Rewrite the lines of the records below as a numbered list, from the line containing "Q: In the image above, where is the thin" through the line containing "203 371 255 412", with both of those lines included and any blank lines left out.

Entries taken from a collection:
[Start]
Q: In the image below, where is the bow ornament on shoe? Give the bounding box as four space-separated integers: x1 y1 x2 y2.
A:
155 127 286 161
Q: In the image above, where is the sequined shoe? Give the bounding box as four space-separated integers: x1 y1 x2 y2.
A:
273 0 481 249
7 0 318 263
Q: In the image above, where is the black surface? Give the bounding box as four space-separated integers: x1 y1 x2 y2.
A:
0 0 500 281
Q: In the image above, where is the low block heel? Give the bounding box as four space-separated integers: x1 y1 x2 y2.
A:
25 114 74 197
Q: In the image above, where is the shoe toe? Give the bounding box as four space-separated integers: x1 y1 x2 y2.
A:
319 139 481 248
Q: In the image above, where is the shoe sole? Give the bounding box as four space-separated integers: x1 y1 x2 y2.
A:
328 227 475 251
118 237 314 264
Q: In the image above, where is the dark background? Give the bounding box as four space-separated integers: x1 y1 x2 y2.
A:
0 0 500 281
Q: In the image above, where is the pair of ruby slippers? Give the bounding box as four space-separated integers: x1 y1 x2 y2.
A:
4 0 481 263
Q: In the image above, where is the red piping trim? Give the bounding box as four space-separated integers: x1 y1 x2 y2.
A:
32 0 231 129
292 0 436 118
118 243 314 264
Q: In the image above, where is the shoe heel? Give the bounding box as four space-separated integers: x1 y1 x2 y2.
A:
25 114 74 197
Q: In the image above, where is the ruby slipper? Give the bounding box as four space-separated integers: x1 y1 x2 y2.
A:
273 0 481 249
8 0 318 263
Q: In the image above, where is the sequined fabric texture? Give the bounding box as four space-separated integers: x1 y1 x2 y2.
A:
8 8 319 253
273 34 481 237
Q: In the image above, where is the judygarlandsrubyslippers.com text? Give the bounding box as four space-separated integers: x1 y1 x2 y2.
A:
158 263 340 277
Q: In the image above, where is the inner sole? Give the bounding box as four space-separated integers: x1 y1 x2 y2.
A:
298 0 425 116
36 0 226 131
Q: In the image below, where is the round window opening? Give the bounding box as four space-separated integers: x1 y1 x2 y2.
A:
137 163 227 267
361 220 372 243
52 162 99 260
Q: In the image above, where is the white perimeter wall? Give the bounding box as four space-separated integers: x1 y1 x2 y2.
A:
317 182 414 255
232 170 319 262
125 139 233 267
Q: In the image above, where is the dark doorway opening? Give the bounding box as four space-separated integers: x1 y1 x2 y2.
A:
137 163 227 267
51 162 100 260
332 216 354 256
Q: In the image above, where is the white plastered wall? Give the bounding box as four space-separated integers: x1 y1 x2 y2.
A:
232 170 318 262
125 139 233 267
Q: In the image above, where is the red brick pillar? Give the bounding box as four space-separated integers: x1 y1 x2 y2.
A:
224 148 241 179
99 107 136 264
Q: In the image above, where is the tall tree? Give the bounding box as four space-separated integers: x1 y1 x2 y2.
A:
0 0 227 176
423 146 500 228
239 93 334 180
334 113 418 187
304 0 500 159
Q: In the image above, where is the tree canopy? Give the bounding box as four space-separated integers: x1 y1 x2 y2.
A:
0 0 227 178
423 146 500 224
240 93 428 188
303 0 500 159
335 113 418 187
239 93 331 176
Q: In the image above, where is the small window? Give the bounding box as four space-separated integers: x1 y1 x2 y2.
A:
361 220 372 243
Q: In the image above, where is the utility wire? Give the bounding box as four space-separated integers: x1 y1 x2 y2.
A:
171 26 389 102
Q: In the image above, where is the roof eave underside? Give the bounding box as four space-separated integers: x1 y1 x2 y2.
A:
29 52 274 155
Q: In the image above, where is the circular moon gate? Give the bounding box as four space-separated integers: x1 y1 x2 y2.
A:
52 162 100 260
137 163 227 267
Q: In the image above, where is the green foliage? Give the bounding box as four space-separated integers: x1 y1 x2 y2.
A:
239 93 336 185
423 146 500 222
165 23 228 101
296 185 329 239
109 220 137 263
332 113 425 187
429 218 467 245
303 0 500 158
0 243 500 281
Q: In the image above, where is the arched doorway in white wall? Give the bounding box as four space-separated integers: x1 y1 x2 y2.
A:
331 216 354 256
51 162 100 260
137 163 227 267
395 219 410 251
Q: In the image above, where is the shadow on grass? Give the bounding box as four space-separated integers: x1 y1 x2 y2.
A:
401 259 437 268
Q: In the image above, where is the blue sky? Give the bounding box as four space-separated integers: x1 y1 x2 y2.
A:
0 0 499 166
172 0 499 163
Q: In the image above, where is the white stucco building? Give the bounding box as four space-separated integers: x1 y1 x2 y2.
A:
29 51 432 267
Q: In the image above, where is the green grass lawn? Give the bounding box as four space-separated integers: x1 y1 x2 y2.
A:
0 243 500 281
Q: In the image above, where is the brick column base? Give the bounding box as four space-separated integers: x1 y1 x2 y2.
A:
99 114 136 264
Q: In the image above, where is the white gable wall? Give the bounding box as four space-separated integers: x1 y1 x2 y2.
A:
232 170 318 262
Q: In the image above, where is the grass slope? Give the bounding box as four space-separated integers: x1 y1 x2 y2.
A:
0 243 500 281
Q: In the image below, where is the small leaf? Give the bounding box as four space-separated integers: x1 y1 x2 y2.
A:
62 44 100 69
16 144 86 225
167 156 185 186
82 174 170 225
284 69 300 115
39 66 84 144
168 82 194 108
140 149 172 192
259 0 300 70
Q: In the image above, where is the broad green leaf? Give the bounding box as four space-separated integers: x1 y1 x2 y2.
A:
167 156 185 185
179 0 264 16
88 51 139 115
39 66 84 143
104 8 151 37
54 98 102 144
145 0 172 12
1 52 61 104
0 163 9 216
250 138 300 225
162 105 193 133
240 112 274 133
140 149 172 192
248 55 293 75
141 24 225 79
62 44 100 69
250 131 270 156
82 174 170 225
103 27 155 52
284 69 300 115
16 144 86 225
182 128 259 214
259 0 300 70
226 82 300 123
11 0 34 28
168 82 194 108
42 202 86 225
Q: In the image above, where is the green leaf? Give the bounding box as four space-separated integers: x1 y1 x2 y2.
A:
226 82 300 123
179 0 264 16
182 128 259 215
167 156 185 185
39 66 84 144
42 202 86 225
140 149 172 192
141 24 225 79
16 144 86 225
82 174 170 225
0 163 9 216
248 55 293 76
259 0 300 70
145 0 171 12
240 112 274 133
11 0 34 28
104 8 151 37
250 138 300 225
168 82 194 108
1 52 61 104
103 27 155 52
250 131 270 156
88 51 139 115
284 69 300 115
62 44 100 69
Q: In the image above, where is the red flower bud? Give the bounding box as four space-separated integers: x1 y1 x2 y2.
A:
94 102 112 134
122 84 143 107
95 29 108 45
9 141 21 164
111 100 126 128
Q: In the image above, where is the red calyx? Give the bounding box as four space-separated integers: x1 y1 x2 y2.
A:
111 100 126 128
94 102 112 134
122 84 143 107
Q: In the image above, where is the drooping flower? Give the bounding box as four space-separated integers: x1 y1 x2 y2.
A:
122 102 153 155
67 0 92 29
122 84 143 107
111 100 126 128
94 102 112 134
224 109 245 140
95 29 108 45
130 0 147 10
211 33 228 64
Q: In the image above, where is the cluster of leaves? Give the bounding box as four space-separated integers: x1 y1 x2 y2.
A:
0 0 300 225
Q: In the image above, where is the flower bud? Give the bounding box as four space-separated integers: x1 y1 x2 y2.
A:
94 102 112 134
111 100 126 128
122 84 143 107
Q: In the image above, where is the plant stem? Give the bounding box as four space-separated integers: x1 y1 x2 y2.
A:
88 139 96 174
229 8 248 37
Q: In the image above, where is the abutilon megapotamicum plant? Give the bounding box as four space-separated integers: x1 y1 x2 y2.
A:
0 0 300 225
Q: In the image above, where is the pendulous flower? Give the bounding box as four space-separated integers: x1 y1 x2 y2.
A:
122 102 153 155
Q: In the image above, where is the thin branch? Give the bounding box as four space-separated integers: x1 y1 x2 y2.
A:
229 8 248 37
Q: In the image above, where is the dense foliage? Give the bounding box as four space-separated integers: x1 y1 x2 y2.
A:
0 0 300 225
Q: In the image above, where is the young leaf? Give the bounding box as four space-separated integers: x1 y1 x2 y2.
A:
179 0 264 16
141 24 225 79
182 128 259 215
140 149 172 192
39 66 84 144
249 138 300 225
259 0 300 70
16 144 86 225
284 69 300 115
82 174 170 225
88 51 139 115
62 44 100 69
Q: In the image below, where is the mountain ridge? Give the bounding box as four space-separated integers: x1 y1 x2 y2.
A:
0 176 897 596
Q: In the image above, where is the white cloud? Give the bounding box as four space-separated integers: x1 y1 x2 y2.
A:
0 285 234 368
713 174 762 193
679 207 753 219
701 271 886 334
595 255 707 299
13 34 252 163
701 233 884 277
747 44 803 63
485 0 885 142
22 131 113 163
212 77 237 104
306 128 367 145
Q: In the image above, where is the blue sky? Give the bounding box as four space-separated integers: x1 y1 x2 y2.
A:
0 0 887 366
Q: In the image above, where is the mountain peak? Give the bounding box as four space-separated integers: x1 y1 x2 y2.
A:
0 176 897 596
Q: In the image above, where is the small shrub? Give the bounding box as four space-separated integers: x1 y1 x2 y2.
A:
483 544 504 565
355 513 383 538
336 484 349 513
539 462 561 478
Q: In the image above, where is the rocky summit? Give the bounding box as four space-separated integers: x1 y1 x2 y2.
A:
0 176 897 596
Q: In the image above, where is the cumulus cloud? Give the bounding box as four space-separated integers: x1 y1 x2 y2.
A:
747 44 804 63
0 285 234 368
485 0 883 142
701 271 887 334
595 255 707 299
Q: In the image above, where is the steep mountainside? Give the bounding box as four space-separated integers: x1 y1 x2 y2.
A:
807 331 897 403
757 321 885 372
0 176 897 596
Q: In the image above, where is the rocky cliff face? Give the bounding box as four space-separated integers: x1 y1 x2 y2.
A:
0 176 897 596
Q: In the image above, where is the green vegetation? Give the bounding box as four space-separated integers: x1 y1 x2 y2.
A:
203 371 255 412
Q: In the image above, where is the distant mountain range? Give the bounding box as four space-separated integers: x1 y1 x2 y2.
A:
[End]
**FINISHED ANSWER**
1. Q: In the image above, where is the thin branch? Give the bounding box as four space-separated integers: x1 y1 x2 y2.
2. A:
3. 229 8 248 37
4. Q: In the image above, where is the dense foliage? Give the bounding box as four space-separated integers: x1 y1 x2 y2.
5. A:
6. 0 0 300 225
7. Q: In the image above, where is the young leaf? Give the bounding box as four space-separated integers: x1 y1 x2 y2.
8. A:
9. 179 0 264 16
10. 141 24 225 79
11. 182 128 259 215
12. 140 149 172 192
13. 39 66 84 144
14. 249 138 300 225
15. 259 0 300 70
16. 16 144 86 225
17. 284 69 300 115
18. 82 174 170 225
19. 88 51 139 115
20. 62 44 100 69
21. Q: In the image below, where is the mountain ridge? Give the bounding box as four space-separated integers: x1 y1 x2 y2.
22. A:
23. 0 176 897 596
24. Q: In the image above, where is the white cloud? Give the bounding box as four space-separated integers: x1 y1 x2 y2.
25. A:
26. 0 285 234 368
27. 713 174 762 193
28. 679 207 753 219
29. 701 271 886 334
30. 595 255 707 299
31. 13 34 252 163
32. 701 233 884 277
33. 747 44 803 63
34. 485 0 885 142
35. 22 131 113 163
36. 212 77 237 104
37. 306 128 367 145
38. Q: In the image above, where is the blue sky? Give the bounding box as four space-separated integers: x1 y1 x2 y2.
39. A:
40. 0 0 887 366
41. Q: In the image above, where is the mountain peak? Give the bounding box as four space-separated integers: x1 y1 x2 y2.
42. A:
43. 0 176 897 596
44. Q: In the image above, where is the small shrub? Give the bounding box as four space-separated integers: x1 y1 x2 y2.
45. A:
46. 483 544 504 565
47. 355 513 383 538
48. 336 484 349 513
49. 539 462 561 478
50. Q: In the image above, where is the rocky summit? Give the bounding box as four space-separated integers: x1 y1 x2 y2.
51. A:
52. 0 176 897 596
53. Q: In the image above, where is the cumulus cloud? Give the bounding box as four space-separated integers: x1 y1 x2 y2.
54. A:
55. 747 44 804 63
56. 0 285 234 368
57. 485 0 883 142
58. 701 271 887 334
59. 595 255 707 299
60. Q: In the image above, where is the steep mountainside? Give the bounding box as four space-separated integers: x1 y1 x2 y2.
61. A:
62. 807 331 897 403
63. 757 321 885 372
64. 0 176 897 596
65. Q: In the image above, where is the rocky cliff face? Give the bounding box as four space-separated integers: x1 y1 x2 y2.
66. A:
67. 0 176 897 596
68. Q: In the image above, where is the green vegetation? Give the bounding box as four space-separated integers: x1 y1 x2 y2.
69. A:
70. 203 371 255 412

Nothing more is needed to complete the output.